↓

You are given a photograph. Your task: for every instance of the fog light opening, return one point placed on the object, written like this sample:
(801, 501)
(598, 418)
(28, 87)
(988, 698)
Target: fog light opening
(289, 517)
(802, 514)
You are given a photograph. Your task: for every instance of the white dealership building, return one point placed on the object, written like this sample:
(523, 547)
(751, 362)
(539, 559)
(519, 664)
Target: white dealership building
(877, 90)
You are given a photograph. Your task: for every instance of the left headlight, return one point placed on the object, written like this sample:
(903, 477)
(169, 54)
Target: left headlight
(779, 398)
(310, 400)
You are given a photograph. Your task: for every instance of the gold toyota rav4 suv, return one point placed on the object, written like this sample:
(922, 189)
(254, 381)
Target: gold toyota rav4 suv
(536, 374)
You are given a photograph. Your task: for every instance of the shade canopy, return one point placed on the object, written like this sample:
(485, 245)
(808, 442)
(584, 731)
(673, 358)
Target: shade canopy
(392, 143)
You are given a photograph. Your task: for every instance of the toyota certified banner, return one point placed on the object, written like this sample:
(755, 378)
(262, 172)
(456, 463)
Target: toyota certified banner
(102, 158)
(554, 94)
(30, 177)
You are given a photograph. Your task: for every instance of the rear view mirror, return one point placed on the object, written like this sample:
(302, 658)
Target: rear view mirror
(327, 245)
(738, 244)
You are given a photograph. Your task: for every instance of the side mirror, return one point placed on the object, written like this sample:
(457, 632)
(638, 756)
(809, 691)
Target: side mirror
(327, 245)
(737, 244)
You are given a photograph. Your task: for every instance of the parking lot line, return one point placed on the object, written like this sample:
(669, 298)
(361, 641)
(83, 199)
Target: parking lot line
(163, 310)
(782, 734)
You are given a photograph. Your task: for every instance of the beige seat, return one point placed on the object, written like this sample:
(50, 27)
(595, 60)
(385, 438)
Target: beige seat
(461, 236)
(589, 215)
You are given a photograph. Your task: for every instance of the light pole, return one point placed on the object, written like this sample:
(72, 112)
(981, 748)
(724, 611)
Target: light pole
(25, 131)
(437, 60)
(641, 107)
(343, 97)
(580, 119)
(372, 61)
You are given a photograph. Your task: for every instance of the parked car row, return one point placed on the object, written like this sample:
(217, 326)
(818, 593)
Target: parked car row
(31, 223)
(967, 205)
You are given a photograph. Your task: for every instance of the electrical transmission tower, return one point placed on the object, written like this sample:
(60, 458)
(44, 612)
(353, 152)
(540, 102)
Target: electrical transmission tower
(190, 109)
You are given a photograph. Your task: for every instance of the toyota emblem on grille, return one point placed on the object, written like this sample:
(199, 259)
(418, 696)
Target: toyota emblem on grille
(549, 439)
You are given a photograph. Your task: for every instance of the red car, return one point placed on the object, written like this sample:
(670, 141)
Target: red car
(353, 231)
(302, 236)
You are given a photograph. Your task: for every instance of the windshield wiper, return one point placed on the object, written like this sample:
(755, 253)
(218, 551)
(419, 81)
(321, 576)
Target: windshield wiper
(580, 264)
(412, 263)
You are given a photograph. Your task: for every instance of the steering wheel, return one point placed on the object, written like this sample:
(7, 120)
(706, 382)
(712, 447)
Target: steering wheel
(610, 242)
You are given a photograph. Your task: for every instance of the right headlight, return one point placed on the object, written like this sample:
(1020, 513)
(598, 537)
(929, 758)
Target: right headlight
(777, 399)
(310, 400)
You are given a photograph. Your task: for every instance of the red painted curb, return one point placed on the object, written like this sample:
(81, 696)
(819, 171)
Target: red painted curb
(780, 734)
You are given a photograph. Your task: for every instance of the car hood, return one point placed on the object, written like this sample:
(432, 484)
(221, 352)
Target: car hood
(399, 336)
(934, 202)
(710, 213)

↑

# Written request
Type out the material again exactly as presented.

# Solution to the problem
You are given a photograph. Your task: for every instance of the fog light opening, return one point placed on the object, written like this sample:
(801, 501)
(598, 418)
(28, 87)
(988, 698)
Target: fog light opening
(289, 517)
(802, 514)
You are given a photograph. Your task: for every instance of the white dealership building, return one point placed on the object, written like this sample:
(523, 547)
(751, 362)
(539, 559)
(519, 664)
Target: white dealership building
(877, 90)
You are given a photograph. Your task: for every instance of the left headlight, return one point placed on the object, written like this sample:
(903, 477)
(169, 54)
Target: left headlight
(779, 398)
(310, 400)
You are given a photograph. Your task: for every instance of the gold toyota rav4 suv, return one point placed on the object, written like this sample:
(922, 189)
(254, 381)
Target: gold toyota rav4 suv
(536, 374)
You are given a photograph. Your task: for every instance of the shade canopy, return one point placed on the object, written like this sample:
(485, 245)
(808, 442)
(584, 731)
(673, 358)
Target: shade canopy
(392, 143)
You are given a photograph. Your task: for every instance of the toyota certified banner, return one point placed on the object, written like this sample:
(755, 378)
(262, 172)
(456, 463)
Target: toyota certified banner
(102, 158)
(554, 94)
(30, 177)
You are given a photograph. Your task: for every instance of the rear view mirror, return one point placed on the object, written like this sample:
(302, 658)
Target: rear view mirror
(327, 245)
(738, 244)
You are given a photograph. Your task: for every instance of the side mirror, return one point placed on the object, written like this sample:
(457, 632)
(638, 756)
(809, 691)
Target: side mirror
(327, 245)
(737, 244)
You are given a photograph. Your task: for every instance of the parking lot line, return one point placed on the object, written like this sample:
(669, 298)
(361, 641)
(83, 199)
Target: parking lot line
(163, 310)
(782, 734)
You are given a photograph. Your task: for every instance of the beige seat, return one point placed on the object, written like this sample:
(50, 27)
(595, 60)
(385, 438)
Target: beige seat
(461, 236)
(589, 215)
You are given a photograph. Your task: for every instance of the light pole, return one point placed on the object, written like this sample:
(72, 112)
(981, 748)
(724, 611)
Target: light pole
(25, 131)
(437, 60)
(641, 107)
(343, 97)
(580, 119)
(372, 61)
You are given a photograph. Your task: for every instance of the parked car row, return one point placed on the object, written like this sample:
(217, 326)
(818, 593)
Target: parked car row
(31, 223)
(967, 205)
You are given a photograph. Your task: for every instance of the electrical transmission tower, return one point placed on the object, written like this sample:
(60, 458)
(44, 612)
(353, 152)
(540, 102)
Target: electrical transmission tower
(190, 109)
You are given a photograph. Your task: for every instance of the toyota emblem on grille, return one point placed on the object, written like this sample:
(199, 259)
(418, 696)
Target: toyota emblem on grille
(549, 439)
You are given a photograph. Your task: for every instance of the red car, return one point placed on the object, written like this sample:
(670, 141)
Target: red car
(353, 231)
(302, 236)
You are given a photograph. Your task: for every instance of the windshield wiper, return one point placed on the object, written like this sample:
(755, 253)
(218, 551)
(419, 81)
(321, 576)
Target: windshield wiper
(580, 264)
(412, 263)
You are given a photograph. Your task: for every instance of the steering wheel, return one point placed on the object, written like this sample:
(7, 120)
(706, 382)
(712, 447)
Target: steering wheel
(610, 242)
You are given a photograph. Your task: for every instance of the right headlight, return one point placed on the object, written like this sample:
(1020, 513)
(598, 537)
(929, 758)
Target: right headlight
(777, 399)
(310, 400)
You are given a photograph. Your task: for every instance of the red painted curb, return one point placed on the object, written like this sample:
(81, 696)
(819, 171)
Target: red painted curb
(780, 734)
You are given a photograph. Your task: for every instance of the car hood, return one point placed on the object, written like this sample:
(432, 484)
(221, 352)
Target: car hood
(399, 336)
(934, 202)
(710, 213)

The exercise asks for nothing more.